◆ Aufgabenstellung: Welche Zeilen der Datensätze unten enthalten das Wort „wooden“? Filtere sie heraus und gib jede davon vollständig wieder.

◆ Vorliegende Datensätze:

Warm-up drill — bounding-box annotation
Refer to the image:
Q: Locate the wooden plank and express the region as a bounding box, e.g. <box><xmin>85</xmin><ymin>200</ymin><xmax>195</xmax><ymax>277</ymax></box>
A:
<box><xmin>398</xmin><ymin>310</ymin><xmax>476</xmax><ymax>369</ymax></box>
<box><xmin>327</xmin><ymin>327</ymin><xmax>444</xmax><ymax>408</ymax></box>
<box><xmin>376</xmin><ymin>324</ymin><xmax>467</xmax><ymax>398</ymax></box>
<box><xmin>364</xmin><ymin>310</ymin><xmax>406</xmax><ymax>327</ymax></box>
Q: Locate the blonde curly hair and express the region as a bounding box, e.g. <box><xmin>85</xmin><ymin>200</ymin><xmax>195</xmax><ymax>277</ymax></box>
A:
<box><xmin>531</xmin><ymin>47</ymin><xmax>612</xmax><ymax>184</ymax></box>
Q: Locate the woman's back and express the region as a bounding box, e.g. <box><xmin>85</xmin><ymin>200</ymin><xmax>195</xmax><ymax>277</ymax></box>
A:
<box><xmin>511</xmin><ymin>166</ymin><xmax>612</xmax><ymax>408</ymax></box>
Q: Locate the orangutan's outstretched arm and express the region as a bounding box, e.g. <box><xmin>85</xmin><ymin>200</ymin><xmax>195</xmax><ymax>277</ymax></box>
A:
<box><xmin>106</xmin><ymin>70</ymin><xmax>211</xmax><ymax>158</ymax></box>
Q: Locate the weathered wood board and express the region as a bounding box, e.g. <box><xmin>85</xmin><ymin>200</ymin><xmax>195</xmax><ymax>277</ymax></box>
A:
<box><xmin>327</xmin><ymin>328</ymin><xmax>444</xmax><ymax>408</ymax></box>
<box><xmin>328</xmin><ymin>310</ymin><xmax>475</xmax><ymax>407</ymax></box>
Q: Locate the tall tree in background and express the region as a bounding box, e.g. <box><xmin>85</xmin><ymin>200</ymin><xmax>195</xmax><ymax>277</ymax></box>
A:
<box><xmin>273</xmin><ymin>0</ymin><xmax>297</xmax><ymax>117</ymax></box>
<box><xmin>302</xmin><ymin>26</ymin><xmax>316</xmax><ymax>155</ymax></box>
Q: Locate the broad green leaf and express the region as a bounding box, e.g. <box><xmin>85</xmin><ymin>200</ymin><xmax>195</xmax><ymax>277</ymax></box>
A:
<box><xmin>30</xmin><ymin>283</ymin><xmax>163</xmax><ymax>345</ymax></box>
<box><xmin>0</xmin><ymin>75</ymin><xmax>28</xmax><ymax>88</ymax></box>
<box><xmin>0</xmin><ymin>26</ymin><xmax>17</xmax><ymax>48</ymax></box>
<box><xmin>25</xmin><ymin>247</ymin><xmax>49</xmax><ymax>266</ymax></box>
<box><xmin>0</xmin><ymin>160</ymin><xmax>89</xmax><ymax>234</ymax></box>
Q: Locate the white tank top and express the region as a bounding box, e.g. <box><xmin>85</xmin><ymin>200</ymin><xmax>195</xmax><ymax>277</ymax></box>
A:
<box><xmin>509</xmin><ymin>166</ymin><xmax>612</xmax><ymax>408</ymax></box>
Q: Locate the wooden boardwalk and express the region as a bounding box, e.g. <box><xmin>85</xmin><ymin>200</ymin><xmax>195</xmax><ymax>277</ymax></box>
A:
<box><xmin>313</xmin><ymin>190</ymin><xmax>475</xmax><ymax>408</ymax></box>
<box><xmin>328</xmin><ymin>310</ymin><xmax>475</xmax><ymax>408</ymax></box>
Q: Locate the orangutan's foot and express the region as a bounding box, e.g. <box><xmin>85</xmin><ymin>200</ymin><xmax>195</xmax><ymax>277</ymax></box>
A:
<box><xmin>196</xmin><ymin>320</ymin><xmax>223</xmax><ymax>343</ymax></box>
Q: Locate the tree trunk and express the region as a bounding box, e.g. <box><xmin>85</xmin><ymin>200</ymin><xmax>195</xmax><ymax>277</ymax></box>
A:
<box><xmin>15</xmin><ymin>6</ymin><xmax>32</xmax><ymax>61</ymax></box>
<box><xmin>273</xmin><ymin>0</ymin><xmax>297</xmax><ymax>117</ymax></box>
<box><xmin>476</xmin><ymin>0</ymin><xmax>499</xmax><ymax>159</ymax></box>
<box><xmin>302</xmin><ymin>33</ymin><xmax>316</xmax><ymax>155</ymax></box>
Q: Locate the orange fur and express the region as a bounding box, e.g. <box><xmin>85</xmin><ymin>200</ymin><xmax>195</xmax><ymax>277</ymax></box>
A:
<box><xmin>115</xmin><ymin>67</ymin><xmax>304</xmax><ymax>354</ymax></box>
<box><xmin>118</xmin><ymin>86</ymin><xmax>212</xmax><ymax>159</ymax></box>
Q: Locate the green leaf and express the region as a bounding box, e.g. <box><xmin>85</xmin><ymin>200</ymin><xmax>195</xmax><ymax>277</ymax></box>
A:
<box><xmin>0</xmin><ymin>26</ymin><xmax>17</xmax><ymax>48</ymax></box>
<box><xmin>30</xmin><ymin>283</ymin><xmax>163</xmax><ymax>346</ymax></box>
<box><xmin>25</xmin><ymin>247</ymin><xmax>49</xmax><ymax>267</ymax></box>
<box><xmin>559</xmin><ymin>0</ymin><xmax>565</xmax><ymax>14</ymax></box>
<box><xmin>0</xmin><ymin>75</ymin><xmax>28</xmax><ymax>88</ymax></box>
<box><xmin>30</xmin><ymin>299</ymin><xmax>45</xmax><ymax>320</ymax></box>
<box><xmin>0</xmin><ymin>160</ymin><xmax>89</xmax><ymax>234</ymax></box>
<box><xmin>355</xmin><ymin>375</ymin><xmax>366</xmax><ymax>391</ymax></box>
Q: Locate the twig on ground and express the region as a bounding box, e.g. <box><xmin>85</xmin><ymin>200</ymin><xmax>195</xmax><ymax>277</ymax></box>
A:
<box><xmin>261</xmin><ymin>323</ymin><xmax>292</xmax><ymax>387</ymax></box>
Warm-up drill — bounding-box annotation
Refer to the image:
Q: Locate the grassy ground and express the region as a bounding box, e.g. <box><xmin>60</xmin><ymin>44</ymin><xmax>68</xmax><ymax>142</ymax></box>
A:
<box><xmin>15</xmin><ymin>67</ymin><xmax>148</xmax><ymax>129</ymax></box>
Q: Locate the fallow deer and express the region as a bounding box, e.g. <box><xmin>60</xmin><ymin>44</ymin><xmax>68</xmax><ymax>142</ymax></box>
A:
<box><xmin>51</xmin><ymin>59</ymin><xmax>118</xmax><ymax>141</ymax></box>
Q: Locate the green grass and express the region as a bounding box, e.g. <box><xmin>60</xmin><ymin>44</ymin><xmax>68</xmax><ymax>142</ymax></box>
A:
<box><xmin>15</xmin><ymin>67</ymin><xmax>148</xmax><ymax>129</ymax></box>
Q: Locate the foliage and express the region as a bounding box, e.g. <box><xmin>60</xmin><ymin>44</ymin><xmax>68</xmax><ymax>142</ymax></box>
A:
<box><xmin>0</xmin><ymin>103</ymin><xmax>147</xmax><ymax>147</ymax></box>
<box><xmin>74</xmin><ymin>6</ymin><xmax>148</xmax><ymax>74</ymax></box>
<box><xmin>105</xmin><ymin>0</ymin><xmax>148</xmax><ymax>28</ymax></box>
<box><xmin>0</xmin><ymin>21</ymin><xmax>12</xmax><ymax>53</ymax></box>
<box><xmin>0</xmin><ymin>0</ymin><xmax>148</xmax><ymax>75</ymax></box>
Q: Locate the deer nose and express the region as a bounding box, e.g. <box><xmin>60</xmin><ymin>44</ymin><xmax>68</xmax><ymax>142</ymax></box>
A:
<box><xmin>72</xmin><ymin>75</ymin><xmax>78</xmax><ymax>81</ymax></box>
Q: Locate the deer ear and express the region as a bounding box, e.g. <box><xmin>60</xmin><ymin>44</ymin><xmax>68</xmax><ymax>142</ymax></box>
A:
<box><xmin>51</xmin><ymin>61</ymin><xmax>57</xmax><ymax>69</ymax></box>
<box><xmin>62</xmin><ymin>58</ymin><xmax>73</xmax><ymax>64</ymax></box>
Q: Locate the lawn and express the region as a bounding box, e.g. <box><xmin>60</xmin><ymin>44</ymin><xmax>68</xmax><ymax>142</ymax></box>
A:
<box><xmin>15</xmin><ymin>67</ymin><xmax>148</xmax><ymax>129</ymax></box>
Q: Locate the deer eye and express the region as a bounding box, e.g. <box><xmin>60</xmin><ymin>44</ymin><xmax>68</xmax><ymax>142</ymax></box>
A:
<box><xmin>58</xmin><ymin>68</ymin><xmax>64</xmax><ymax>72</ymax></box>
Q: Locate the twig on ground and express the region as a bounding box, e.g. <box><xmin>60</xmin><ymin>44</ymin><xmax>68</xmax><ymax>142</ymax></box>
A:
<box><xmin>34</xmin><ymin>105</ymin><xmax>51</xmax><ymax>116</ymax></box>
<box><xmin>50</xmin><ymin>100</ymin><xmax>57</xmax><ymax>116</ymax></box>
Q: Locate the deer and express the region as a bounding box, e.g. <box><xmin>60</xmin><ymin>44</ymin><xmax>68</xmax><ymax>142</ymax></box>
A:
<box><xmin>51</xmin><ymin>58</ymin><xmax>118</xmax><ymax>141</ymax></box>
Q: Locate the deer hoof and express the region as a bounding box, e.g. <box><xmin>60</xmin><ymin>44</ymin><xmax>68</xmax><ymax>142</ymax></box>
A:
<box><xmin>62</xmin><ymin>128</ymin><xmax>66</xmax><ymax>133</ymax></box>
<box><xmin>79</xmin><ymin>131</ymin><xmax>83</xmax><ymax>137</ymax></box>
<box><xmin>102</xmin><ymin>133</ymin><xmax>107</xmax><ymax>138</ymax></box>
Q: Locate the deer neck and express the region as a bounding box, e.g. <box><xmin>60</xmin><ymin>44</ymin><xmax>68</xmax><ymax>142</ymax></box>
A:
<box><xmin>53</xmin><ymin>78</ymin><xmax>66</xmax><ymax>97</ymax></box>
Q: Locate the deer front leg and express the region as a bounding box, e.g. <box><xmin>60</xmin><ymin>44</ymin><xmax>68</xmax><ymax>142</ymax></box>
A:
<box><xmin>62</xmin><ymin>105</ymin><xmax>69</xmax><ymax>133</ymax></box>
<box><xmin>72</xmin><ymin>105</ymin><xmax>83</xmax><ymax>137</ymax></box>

◆ Schriftliche Antwort:
Q: Locate the wooden plank and express the region as a bounding box, e.g. <box><xmin>85</xmin><ymin>200</ymin><xmax>195</xmax><ymax>277</ymax></box>
Q: Locate the wooden boardwalk and express the region as a bounding box, e.g. <box><xmin>85</xmin><ymin>200</ymin><xmax>195</xmax><ymax>277</ymax></box>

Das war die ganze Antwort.